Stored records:
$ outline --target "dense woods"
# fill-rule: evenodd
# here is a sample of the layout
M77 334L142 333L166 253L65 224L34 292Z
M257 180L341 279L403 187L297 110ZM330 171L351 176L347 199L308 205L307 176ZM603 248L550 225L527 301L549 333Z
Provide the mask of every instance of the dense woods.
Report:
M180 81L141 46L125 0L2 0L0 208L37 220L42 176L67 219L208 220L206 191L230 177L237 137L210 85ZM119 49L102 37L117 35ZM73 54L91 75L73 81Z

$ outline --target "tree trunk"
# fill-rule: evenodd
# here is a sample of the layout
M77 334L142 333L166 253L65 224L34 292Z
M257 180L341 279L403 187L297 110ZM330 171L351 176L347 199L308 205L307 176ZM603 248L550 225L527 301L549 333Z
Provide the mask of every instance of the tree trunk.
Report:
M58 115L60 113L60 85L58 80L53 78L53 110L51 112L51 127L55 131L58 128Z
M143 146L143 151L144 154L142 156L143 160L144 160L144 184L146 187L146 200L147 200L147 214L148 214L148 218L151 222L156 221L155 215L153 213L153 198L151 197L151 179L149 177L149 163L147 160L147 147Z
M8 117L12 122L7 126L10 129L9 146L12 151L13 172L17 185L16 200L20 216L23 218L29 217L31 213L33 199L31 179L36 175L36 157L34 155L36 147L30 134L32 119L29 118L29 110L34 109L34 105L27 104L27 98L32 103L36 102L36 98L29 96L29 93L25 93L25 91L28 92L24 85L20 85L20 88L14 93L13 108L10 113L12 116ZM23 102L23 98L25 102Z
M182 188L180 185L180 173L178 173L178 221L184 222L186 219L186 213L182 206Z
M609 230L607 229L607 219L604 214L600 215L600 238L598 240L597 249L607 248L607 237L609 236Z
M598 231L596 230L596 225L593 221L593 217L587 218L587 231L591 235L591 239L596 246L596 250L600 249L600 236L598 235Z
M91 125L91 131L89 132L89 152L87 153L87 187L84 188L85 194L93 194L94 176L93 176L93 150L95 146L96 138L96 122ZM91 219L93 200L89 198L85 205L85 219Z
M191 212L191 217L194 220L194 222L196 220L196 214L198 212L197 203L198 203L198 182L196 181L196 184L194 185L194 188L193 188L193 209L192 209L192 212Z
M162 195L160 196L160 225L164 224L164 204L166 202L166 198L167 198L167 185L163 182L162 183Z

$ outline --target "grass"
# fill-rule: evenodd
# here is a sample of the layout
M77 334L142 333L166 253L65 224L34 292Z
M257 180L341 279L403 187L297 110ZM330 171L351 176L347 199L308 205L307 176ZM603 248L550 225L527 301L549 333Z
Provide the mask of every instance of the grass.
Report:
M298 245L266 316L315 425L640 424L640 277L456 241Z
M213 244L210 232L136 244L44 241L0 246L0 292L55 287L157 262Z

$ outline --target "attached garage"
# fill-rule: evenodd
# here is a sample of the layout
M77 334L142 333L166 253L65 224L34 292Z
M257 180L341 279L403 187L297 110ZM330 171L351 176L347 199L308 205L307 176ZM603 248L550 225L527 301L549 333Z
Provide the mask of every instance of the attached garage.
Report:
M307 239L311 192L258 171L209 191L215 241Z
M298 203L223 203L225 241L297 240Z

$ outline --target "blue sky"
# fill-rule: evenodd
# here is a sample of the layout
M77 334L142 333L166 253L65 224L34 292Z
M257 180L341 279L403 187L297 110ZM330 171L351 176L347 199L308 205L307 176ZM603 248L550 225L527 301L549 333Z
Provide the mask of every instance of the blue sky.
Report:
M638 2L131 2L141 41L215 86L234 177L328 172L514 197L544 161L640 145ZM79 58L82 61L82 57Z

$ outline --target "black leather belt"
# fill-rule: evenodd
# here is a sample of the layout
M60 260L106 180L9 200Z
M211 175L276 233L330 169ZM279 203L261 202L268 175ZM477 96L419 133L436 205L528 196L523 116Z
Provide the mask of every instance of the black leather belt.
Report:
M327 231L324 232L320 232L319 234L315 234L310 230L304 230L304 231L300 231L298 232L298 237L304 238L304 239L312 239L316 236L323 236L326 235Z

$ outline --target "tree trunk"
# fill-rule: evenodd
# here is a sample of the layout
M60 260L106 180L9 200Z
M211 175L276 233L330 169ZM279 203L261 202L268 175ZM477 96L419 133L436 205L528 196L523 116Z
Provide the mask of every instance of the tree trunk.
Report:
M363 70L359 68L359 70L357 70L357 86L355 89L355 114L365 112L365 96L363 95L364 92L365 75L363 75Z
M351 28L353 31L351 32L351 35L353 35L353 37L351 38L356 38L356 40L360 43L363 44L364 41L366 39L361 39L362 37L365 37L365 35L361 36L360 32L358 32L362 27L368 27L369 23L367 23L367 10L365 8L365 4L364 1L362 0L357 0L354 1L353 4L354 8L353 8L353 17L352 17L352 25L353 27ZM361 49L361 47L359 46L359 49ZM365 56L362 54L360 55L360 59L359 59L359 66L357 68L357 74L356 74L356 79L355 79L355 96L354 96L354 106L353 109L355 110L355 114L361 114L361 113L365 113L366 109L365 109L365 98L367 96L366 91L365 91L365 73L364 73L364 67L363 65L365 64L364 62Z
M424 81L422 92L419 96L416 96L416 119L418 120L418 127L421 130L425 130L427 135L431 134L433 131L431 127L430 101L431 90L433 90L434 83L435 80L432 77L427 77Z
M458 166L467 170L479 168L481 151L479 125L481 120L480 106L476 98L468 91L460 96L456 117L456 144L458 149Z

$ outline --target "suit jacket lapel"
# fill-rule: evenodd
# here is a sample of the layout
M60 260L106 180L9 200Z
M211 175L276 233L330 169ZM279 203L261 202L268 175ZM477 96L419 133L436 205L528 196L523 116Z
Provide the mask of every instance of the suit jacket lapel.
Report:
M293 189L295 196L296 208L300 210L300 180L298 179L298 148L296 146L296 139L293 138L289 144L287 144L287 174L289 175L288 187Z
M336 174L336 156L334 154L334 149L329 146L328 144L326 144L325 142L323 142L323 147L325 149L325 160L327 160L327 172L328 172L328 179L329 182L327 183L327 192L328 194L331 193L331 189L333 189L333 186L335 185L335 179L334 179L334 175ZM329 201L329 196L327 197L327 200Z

Activity: Retyping every line above exactly is all that is needed.

Response to this task:
$ outline --target "dense woods"
# fill-rule: evenodd
# here is a sample of the layout
M77 334L142 333L166 253L65 224L34 292Z
M257 180L341 279L403 187L297 110ZM330 171L351 176L347 199L308 205L307 176ZM603 248L550 225L527 301L549 333Z
Provide the mask of every instance of the dense woods.
Report:
M180 81L141 46L125 0L2 0L0 208L37 220L42 176L67 219L208 220L206 191L230 177L237 137L210 85ZM119 49L102 37L117 35ZM73 54L91 75L73 81Z

$ outline --target "tree trunk"
# fill-rule: evenodd
# here is a sample of the layout
M77 334L142 333L166 253L65 224L34 292Z
M257 180L341 279L403 187L297 110ZM330 171L351 176L347 199L308 205L307 176ZM603 248L550 225L527 301L549 333Z
Provide the mask of every instance of the tree trunk.
Report:
M58 115L60 113L60 85L58 80L53 78L53 110L51 112L51 127L55 131L58 128Z
M143 146L143 151L144 154L142 156L143 160L144 160L144 184L146 187L146 200L147 200L147 214L148 214L148 218L151 222L156 221L155 215L153 213L153 198L151 197L151 179L149 177L149 163L147 160L147 147Z
M8 117L12 122L7 126L10 129L9 146L12 151L13 172L17 185L16 200L20 216L23 218L29 217L31 213L33 199L31 179L36 175L36 157L34 155L36 147L30 134L32 119L29 118L29 110L34 109L34 105L27 104L27 98L32 103L36 102L36 98L29 96L29 93L25 93L25 91L28 92L24 85L20 85L20 88L14 93L13 108L10 113L12 116ZM23 102L23 98L25 102Z
M182 188L180 185L180 173L178 173L178 221L184 222L186 219L186 213L182 206Z
M609 230L607 229L607 219L604 214L600 215L600 238L598 240L597 249L607 248L607 237L609 236Z
M598 231L596 230L596 225L593 221L593 217L587 218L587 231L591 235L591 239L596 246L596 250L600 249L600 236L598 235Z
M91 125L91 131L89 132L89 152L87 153L87 187L84 188L85 194L93 194L94 176L93 176L93 150L95 146L96 138L96 122ZM91 219L93 200L89 198L85 205L85 219Z
M191 212L191 217L194 220L194 222L196 220L196 214L198 212L197 203L198 203L198 182L196 181L196 184L194 185L194 188L193 188L193 209L192 209L192 212Z
M162 195L160 196L160 225L164 224L164 204L166 202L166 198L167 198L167 185L163 182L162 183Z

$ outline --target "grass"
# fill-rule: evenodd
# here is a sample of the layout
M77 334L142 333L166 253L65 224L34 292Z
M257 180L341 279L403 187L297 110ZM330 171L351 176L347 199L308 205L307 176ZM603 248L550 225L527 301L549 333Z
Provide the mask of every instance of the grass.
Report:
M298 245L266 316L315 425L640 424L640 277L456 241Z
M213 244L210 232L136 244L44 241L0 246L0 292L55 287L157 262Z

$ outline --target "attached garage"
# fill-rule: evenodd
# here is a sample of the layout
M77 334L142 333L166 253L65 224L34 292Z
M257 180L341 279L403 187L297 110ZM330 171L351 176L347 199L308 205L307 176ZM603 248L550 225L527 301L549 333Z
Provide the mask of every instance of the attached garage.
Report:
M307 239L311 192L258 171L209 191L215 241Z
M298 203L223 203L225 241L297 240Z

$ outline --target "blue sky"
# fill-rule: evenodd
# here is a sample of the layout
M77 334L142 333L166 253L65 224L34 292Z
M257 180L341 279L403 187L297 110ZM330 171L351 176L347 199L308 205L307 176ZM603 248L550 225L527 301L549 333Z
Provide the mask of every instance of the blue sky.
Report:
M638 2L131 2L141 41L215 86L234 177L328 172L514 197L544 161L640 145ZM79 58L82 61L82 57Z

$ outline --target "black leather belt"
# fill-rule: evenodd
# here is a sample of the layout
M60 260L106 180L9 200Z
M211 175L276 233L330 169ZM279 203L261 202L268 175ZM477 96L419 133L436 205L528 196L523 116Z
Provide the mask of every instance of the black leather belt.
Report:
M327 231L324 232L320 232L319 234L315 234L310 230L304 230L304 231L300 231L298 232L298 237L304 238L304 239L312 239L316 236L323 236L326 235Z

$ outline --target "tree trunk"
# fill-rule: evenodd
# here is a sample of the layout
M60 260L106 180L9 200Z
M211 175L276 233L330 169ZM279 203L261 202L268 175ZM477 96L419 133L436 205L528 196L523 116Z
Provide the mask of every instance of the tree trunk.
Report:
M363 70L359 68L359 70L357 70L357 86L355 89L355 114L365 112L365 96L363 95L364 92L365 75L363 75Z
M351 28L353 31L351 32L351 35L353 35L353 37L351 38L356 38L356 40L360 43L363 44L364 41L366 39L361 39L362 37L365 37L365 35L361 36L360 32L358 32L362 27L368 27L369 23L367 23L367 10L365 8L365 4L364 1L362 0L357 0L354 1L353 4L354 8L353 8L353 17L352 17L352 25L353 27ZM361 49L361 47L359 46L359 49ZM365 56L362 54L360 55L360 59L359 59L359 66L357 68L357 74L356 74L356 79L355 79L355 96L354 96L354 106L353 109L355 110L355 114L361 114L361 113L365 113L366 109L365 109L365 98L367 96L366 91L365 91L365 73L364 73L364 67L363 65L365 64L364 62Z
M424 81L422 92L419 96L416 96L416 119L418 120L418 127L421 130L425 130L427 135L431 134L433 131L431 127L430 101L431 90L433 90L434 83L435 80L432 77L427 77Z
M458 166L467 170L479 168L481 151L479 125L481 120L480 106L476 98L468 91L460 96L456 117L456 144L458 149Z

$ outline --target "suit jacket lapel"
# fill-rule: evenodd
# here is a sample of the layout
M60 260L106 180L9 200Z
M211 175L276 233L330 169ZM279 203L261 202L268 175ZM477 96L419 133L436 205L528 196L523 116Z
Provide the mask of every instance of the suit jacket lapel.
Report:
M293 189L295 196L296 208L300 210L300 180L298 179L298 148L296 146L296 139L293 138L289 144L287 144L287 174L289 175L288 187Z
M336 174L336 156L334 154L334 149L329 146L328 144L326 144L325 142L323 142L323 147L325 149L325 160L327 160L327 172L328 172L328 179L329 182L327 183L327 192L328 194L331 193L331 189L333 189L333 186L335 185L335 179L334 179L334 175ZM329 201L329 196L327 197L327 200Z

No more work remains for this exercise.